■ WHAT THIS TASK INVOLVES ■
Please copy every line of the records, starting at the beginning and ending at the line that contains "[480,237,487,282]", and raise each bounding box coordinate in the answers by 119. Leave the pictures out.

■ RECORDS PROVIDED ■
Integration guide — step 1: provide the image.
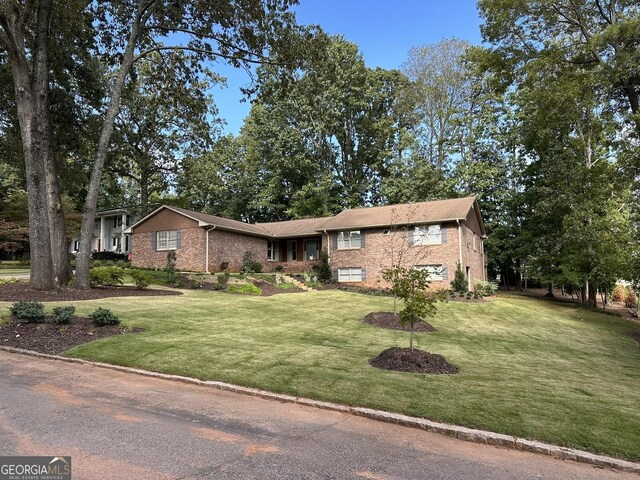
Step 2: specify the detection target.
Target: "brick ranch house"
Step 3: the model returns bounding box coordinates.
[125,197,486,288]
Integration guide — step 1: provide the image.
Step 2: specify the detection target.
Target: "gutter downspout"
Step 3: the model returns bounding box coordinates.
[456,219,462,268]
[204,225,216,273]
[322,230,331,265]
[480,237,487,282]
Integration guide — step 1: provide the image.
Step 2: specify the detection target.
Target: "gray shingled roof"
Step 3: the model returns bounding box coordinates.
[127,197,475,238]
[166,206,272,237]
[257,217,333,238]
[324,197,475,230]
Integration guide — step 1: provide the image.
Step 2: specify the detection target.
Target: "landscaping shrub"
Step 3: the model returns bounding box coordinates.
[475,280,498,297]
[10,302,46,323]
[89,307,120,327]
[242,251,262,273]
[451,262,468,292]
[53,305,76,325]
[624,289,638,308]
[129,270,153,290]
[227,283,262,295]
[89,267,124,288]
[91,252,127,260]
[611,285,627,302]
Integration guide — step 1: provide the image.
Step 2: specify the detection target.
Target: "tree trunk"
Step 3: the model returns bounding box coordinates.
[76,2,144,289]
[516,258,522,291]
[0,0,55,290]
[588,285,598,310]
[43,108,71,285]
[545,282,555,298]
[140,173,149,217]
[409,322,413,353]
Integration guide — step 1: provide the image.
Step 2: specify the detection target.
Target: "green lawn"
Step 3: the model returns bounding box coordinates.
[6,291,640,460]
[0,266,31,277]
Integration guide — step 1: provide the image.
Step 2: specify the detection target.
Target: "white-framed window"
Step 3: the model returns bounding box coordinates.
[338,230,362,250]
[156,230,178,250]
[413,225,442,245]
[414,265,445,281]
[338,267,362,282]
[267,240,278,262]
[287,240,298,262]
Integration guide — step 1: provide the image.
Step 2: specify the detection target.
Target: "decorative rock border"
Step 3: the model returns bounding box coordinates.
[0,346,640,474]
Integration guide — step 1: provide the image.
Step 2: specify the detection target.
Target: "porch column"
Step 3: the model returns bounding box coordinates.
[120,213,129,253]
[98,217,104,252]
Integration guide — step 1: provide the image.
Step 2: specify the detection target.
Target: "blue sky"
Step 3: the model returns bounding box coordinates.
[213,0,481,134]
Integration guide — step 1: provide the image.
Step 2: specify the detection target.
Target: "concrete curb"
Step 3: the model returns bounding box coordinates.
[0,346,640,474]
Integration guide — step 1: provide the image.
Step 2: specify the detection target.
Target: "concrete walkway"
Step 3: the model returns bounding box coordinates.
[0,351,638,480]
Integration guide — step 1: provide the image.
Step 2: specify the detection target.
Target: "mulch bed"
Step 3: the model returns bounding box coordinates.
[0,282,182,302]
[369,347,458,374]
[363,312,437,332]
[0,317,142,355]
[253,280,304,297]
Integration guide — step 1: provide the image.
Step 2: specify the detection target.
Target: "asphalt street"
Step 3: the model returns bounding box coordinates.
[0,351,638,480]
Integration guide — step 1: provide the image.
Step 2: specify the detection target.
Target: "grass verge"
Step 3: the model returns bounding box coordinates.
[5,291,640,461]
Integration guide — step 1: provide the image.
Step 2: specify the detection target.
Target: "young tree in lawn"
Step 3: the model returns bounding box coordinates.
[380,207,429,314]
[392,267,443,352]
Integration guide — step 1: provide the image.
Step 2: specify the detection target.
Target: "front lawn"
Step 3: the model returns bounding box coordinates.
[6,291,640,461]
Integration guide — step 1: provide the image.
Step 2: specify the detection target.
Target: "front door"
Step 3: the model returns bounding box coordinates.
[287,240,298,262]
[304,239,318,261]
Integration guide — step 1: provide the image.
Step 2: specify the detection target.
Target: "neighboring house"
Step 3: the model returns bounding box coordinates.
[124,197,486,287]
[69,208,132,254]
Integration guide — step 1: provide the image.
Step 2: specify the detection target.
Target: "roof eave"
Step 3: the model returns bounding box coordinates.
[318,217,465,232]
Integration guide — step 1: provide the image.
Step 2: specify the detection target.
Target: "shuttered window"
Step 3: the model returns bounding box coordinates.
[156,230,179,250]
[337,230,362,250]
[415,265,448,281]
[338,268,364,282]
[413,225,443,245]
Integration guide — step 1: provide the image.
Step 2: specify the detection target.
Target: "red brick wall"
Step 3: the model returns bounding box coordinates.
[131,227,205,272]
[461,222,485,290]
[209,229,267,272]
[329,223,483,288]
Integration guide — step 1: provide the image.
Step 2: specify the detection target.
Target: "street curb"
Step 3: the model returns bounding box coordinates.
[5,346,640,474]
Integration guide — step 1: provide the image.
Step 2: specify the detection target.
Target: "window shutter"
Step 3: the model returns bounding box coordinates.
[407,226,416,245]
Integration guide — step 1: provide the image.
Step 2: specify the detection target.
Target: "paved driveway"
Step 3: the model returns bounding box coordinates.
[0,351,638,480]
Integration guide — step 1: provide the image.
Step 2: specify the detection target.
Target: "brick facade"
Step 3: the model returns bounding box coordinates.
[209,230,267,272]
[131,226,205,272]
[330,224,468,288]
[132,201,485,289]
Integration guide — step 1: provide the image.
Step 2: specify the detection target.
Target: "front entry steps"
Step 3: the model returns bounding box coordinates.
[282,274,315,292]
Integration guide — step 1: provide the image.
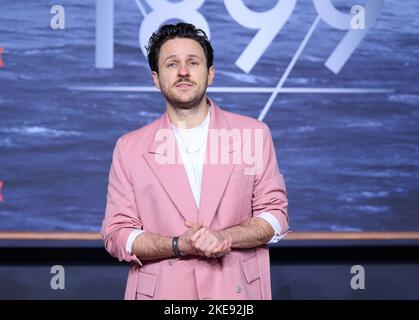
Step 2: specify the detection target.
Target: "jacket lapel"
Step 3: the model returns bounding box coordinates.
[143,112,198,222]
[198,100,241,227]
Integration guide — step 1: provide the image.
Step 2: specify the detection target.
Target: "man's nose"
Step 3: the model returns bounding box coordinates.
[178,64,189,77]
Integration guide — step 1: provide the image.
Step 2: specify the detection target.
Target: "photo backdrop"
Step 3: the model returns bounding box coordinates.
[0,0,419,231]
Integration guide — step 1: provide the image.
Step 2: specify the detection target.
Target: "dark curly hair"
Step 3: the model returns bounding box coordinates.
[145,22,214,73]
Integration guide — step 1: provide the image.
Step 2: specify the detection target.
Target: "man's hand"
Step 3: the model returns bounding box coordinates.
[191,227,231,258]
[179,221,202,255]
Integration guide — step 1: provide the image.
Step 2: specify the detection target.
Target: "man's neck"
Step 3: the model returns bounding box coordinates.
[166,98,212,129]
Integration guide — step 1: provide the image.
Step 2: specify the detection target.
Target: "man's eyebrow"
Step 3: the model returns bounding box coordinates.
[163,54,200,62]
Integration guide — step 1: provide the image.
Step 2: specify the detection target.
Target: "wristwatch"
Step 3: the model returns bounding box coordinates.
[172,237,184,258]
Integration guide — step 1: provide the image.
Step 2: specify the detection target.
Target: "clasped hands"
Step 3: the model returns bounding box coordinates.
[179,221,232,258]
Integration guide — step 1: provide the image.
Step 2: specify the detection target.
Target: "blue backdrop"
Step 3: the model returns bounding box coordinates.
[0,0,419,231]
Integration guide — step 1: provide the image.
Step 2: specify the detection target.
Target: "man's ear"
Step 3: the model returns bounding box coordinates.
[208,66,215,86]
[151,71,160,89]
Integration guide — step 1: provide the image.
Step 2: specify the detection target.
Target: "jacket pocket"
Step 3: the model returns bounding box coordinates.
[137,271,157,297]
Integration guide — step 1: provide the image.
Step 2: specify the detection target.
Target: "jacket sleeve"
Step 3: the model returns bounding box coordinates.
[252,123,289,234]
[101,138,142,265]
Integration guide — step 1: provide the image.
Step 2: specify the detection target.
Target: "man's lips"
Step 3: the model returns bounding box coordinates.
[176,82,193,88]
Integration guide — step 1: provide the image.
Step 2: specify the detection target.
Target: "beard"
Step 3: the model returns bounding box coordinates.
[161,78,208,110]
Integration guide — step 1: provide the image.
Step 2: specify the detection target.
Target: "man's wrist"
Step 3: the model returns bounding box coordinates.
[172,237,184,258]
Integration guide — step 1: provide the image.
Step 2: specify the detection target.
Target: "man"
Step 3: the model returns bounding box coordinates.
[102,23,288,299]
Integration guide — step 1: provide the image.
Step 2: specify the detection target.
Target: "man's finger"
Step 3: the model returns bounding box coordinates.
[191,228,205,242]
[185,220,202,231]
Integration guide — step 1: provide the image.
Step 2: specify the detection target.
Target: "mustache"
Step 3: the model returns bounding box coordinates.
[174,78,196,86]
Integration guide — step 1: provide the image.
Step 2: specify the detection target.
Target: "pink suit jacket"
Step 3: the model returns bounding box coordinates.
[102,100,288,300]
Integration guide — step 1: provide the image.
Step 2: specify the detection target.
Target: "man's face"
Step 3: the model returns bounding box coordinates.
[153,38,214,109]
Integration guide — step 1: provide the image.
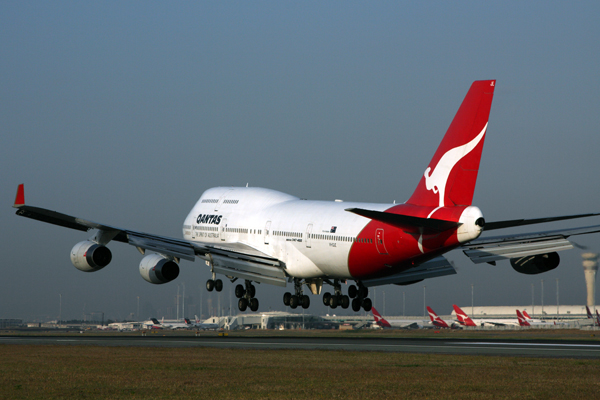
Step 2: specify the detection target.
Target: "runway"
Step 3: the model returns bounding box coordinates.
[0,334,600,359]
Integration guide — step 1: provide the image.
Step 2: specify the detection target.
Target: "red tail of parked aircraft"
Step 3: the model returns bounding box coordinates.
[452,304,477,326]
[427,307,450,328]
[517,310,531,326]
[371,307,392,328]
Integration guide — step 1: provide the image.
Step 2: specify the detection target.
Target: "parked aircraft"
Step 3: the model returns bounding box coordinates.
[190,315,219,330]
[427,306,459,329]
[371,307,424,329]
[14,80,600,311]
[452,304,518,326]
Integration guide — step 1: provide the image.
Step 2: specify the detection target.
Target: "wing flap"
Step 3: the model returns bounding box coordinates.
[361,256,456,287]
[207,254,287,287]
[463,237,573,264]
[346,208,461,232]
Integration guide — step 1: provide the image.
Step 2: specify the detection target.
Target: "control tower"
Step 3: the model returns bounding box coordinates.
[581,253,598,312]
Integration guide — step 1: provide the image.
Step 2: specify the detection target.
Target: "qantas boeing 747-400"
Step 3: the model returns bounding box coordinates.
[14,80,600,311]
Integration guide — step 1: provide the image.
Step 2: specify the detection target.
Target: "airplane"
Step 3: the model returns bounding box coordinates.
[371,307,423,329]
[150,318,191,329]
[190,315,219,330]
[427,306,459,329]
[13,80,600,312]
[452,304,517,326]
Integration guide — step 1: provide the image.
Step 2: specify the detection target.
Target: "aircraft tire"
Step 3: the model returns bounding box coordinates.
[283,292,292,306]
[235,285,246,299]
[290,295,300,309]
[238,297,248,312]
[206,279,215,292]
[340,295,350,309]
[363,298,372,312]
[302,295,310,309]
[352,298,360,312]
[323,292,331,307]
[348,285,358,299]
[329,296,338,308]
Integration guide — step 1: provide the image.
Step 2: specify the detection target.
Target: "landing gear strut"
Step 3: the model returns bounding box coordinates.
[323,279,352,309]
[283,278,310,309]
[348,281,372,312]
[235,279,258,312]
[206,272,223,292]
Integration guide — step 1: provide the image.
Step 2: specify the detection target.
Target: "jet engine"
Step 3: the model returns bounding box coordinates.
[510,252,560,275]
[140,254,179,285]
[71,240,112,272]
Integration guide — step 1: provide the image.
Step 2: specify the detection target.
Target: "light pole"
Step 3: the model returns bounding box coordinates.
[542,279,544,317]
[531,283,535,315]
[471,283,475,315]
[423,286,427,317]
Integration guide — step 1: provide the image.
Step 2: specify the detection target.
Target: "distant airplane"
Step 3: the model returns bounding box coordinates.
[190,315,219,330]
[371,307,423,329]
[452,304,517,326]
[427,306,458,329]
[14,80,600,312]
[150,318,191,329]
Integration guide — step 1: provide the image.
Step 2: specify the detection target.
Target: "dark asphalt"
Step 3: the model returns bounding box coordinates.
[0,334,600,358]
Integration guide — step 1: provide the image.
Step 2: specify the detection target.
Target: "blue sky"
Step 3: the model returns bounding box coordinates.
[0,1,600,319]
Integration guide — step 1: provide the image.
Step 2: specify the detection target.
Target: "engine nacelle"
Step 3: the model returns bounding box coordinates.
[140,254,179,285]
[510,252,560,275]
[71,240,112,272]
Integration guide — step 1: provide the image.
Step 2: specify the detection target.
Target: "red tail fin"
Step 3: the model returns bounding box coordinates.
[517,310,531,326]
[407,80,496,207]
[371,307,392,328]
[452,304,477,326]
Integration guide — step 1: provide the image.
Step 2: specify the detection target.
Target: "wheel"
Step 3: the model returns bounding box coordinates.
[348,285,358,299]
[323,292,331,307]
[329,295,338,308]
[340,295,350,309]
[290,295,300,308]
[302,295,310,309]
[363,298,371,312]
[352,298,360,312]
[360,286,369,299]
[283,292,292,306]
[206,279,215,292]
[235,285,246,299]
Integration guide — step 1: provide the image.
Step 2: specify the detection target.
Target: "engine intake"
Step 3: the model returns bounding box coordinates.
[140,254,179,285]
[510,252,560,275]
[71,240,112,272]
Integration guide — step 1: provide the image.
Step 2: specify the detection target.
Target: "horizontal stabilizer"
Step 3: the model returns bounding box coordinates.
[483,213,600,231]
[346,208,461,232]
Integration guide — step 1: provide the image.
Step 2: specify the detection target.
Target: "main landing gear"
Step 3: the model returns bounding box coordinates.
[235,279,258,312]
[323,279,372,312]
[283,278,310,309]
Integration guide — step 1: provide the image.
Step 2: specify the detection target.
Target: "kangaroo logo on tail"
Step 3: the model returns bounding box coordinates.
[424,123,488,207]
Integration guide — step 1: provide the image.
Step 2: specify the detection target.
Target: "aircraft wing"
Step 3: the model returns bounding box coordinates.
[13,184,286,286]
[462,225,600,264]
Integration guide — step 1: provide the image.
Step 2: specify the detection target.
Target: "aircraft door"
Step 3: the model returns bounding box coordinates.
[304,224,312,249]
[375,228,388,254]
[221,218,227,241]
[264,221,271,244]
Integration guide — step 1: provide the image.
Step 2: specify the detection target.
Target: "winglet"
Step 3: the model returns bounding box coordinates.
[13,183,25,208]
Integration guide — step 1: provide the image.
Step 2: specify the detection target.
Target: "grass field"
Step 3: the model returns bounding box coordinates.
[0,335,600,400]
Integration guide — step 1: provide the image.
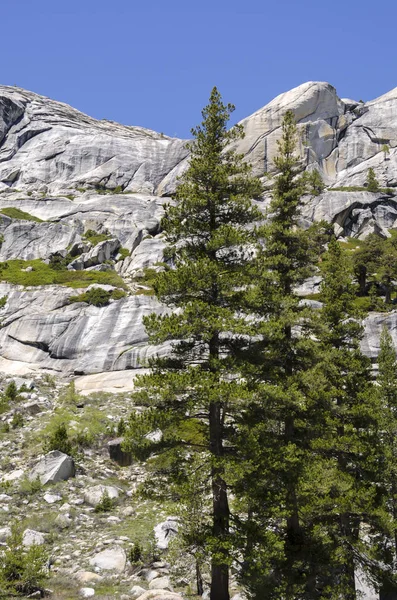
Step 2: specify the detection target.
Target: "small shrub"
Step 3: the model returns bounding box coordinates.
[94,490,114,513]
[19,477,43,496]
[69,287,126,306]
[4,381,18,402]
[83,229,111,246]
[119,248,131,260]
[0,526,48,596]
[43,373,56,389]
[117,417,127,437]
[73,431,94,448]
[44,423,73,454]
[11,412,24,429]
[367,168,379,192]
[128,542,143,565]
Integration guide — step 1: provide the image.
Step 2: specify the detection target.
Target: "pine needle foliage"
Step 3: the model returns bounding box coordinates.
[122,88,262,600]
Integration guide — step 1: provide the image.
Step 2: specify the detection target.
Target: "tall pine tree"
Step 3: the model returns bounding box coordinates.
[237,112,324,600]
[122,88,261,600]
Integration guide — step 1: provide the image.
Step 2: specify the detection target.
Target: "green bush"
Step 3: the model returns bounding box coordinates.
[4,381,18,402]
[128,542,143,565]
[83,229,111,246]
[0,206,43,223]
[44,423,73,454]
[119,248,131,260]
[11,412,24,429]
[117,417,127,437]
[0,259,126,289]
[0,526,48,597]
[69,287,126,306]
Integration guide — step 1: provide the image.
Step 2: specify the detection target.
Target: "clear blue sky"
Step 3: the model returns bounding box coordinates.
[0,0,397,137]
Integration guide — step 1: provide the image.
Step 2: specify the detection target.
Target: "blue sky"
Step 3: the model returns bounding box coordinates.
[0,0,397,137]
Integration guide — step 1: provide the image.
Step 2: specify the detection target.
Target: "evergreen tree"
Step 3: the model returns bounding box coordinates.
[311,240,380,600]
[377,326,397,591]
[352,233,384,296]
[307,169,325,196]
[367,167,379,192]
[237,112,319,600]
[122,88,261,600]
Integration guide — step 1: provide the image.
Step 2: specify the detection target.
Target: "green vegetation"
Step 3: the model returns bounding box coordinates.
[44,423,72,454]
[4,381,18,402]
[305,169,325,196]
[11,412,24,429]
[0,526,48,597]
[126,88,261,600]
[327,184,396,194]
[119,248,131,260]
[94,490,115,513]
[0,206,44,223]
[367,168,379,192]
[0,260,126,289]
[125,95,397,600]
[69,288,127,306]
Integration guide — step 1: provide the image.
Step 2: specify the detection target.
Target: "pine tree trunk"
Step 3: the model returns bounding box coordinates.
[209,402,230,600]
[358,267,367,296]
[385,280,391,304]
[196,561,204,596]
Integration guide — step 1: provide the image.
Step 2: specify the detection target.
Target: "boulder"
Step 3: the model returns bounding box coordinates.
[29,450,76,485]
[43,494,62,504]
[84,485,119,506]
[136,590,183,600]
[79,588,95,598]
[108,437,133,467]
[22,529,45,548]
[55,513,73,529]
[130,585,146,600]
[154,517,179,550]
[89,546,127,573]
[149,577,174,592]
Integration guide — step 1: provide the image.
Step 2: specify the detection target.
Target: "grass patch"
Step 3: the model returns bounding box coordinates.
[339,238,365,252]
[69,288,127,306]
[0,259,127,289]
[327,185,396,194]
[83,229,111,246]
[0,206,44,223]
[119,248,131,260]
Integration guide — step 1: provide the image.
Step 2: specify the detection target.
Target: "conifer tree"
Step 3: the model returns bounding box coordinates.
[234,111,324,600]
[376,326,397,592]
[311,240,380,600]
[122,88,261,600]
[367,167,379,192]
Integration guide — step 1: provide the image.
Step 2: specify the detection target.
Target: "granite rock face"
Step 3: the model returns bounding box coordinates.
[29,450,76,485]
[0,86,187,193]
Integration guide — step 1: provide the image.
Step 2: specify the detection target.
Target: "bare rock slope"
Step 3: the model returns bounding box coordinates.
[0,82,397,375]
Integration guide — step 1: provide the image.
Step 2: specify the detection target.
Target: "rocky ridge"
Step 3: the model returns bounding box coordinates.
[0,82,397,382]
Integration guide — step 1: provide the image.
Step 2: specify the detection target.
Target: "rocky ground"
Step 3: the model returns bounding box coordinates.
[0,82,397,600]
[0,376,244,600]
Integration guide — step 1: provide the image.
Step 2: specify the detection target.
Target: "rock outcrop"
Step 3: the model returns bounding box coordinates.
[0,82,397,380]
[29,450,76,485]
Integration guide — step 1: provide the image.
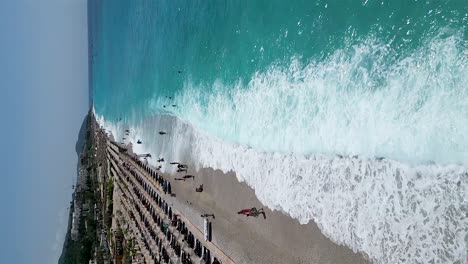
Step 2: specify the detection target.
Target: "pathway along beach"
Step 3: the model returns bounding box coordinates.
[119,141,369,264]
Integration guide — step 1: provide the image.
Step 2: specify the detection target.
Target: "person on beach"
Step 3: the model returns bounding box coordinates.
[237,207,266,219]
[200,214,216,219]
[182,175,195,180]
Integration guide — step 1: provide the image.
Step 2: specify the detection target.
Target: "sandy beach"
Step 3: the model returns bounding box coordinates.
[159,163,369,263]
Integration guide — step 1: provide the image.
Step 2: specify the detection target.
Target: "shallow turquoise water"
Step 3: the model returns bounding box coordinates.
[93,1,468,163]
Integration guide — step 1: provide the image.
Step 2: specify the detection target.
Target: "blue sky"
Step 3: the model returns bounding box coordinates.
[0,0,88,263]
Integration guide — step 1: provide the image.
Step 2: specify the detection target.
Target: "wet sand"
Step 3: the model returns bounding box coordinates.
[163,165,369,263]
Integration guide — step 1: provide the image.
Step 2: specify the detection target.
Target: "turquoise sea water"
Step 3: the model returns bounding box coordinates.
[91,0,468,263]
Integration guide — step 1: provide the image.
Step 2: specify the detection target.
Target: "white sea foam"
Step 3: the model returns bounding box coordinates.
[158,32,468,164]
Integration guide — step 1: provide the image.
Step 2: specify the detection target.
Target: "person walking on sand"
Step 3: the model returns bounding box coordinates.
[237,207,266,219]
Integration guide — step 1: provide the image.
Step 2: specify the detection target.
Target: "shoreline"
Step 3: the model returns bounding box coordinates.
[164,165,370,263]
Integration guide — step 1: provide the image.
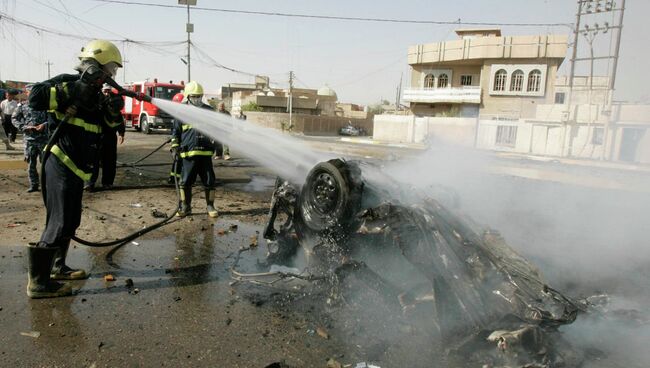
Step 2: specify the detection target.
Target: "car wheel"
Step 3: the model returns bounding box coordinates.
[140,115,151,134]
[297,159,363,235]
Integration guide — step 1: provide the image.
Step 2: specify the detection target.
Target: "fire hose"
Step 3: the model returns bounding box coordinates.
[41,76,180,247]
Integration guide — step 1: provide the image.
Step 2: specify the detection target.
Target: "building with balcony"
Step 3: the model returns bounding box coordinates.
[403,29,568,120]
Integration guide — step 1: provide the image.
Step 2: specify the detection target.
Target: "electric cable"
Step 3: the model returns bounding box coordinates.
[87,0,573,28]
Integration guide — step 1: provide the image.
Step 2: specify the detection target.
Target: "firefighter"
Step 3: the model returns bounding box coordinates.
[27,40,124,298]
[172,81,219,217]
[11,84,47,193]
[167,92,184,184]
[84,84,125,191]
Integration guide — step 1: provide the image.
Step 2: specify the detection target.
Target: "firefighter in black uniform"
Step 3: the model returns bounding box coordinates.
[84,84,125,191]
[167,92,185,184]
[27,40,124,298]
[172,81,219,217]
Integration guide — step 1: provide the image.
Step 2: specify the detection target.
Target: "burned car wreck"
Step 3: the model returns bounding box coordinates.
[251,159,586,367]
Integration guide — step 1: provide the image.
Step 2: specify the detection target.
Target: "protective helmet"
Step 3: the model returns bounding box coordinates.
[183,81,203,97]
[79,40,122,67]
[172,92,185,103]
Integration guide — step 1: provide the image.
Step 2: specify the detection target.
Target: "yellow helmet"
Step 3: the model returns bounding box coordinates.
[183,81,203,97]
[79,40,122,67]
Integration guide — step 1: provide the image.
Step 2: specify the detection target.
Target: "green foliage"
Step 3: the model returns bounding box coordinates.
[241,101,262,111]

■ EXPECTED ANSWER ■
Integration guide — step 1: provide the image.
Step 2: specify the detection target.
Target: "brick ranch house"
Step 3: the model returns bounding box coordinates.
[244,316,605,407]
Integration guide — step 1: provide the image.
Step 2: specify the detection target.
Target: "gutter downspout"
Step 3: the model returns bounding box coordinates.
[575,338,581,387]
[323,344,335,392]
[441,349,450,384]
[599,356,606,401]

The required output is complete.